PROBLEM:
Name each distinct username that heads a post in the forum thread below, "The Other Conrail," listing each one once in order of first appearance.

PASSAGE PROVIDED:
## start
# THE OTHER CONRAIL



## dennytodd2 (Oct 8, 2021)

A.T.S.F. work train hauls prisoner chain gang to the rock pile for a day of work. Prison guard does not seem concerned that convict # 6944 just clubbed convict # 4972 to death as work goes on.


----------



## MichaelE (Mar 7, 2018)

Captain Stubing called, he wants his anchor chain to the Pacific Princess back.  

Nice work on the scene.


----------



## dennytodd2 (Oct 8, 2021)

MichaelE said:


> Captain Stubing called, he wants his anchor chain to the Pacific Princess back.
> 
> Nice work on the scene.


Is Captain Stubling dead in the water like # 4972?


----------



## MichaelE (Mar 7, 2018)

Pretty much I think!


----------



## 498cm3 (Jul 30, 2021)

Amazing layout... beautiful work.

Sent from my moto e6 using Tapatalk


----------



## AdrenalineJackie (Jan 8, 2022)
## end
DATA SHOWN:
## start
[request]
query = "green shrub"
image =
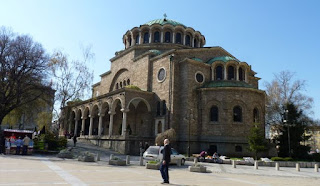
## end
SOLUTION FOR THIS PROBLEM:
dennytodd2, MichaelE, 498cm3, AdrenalineJackie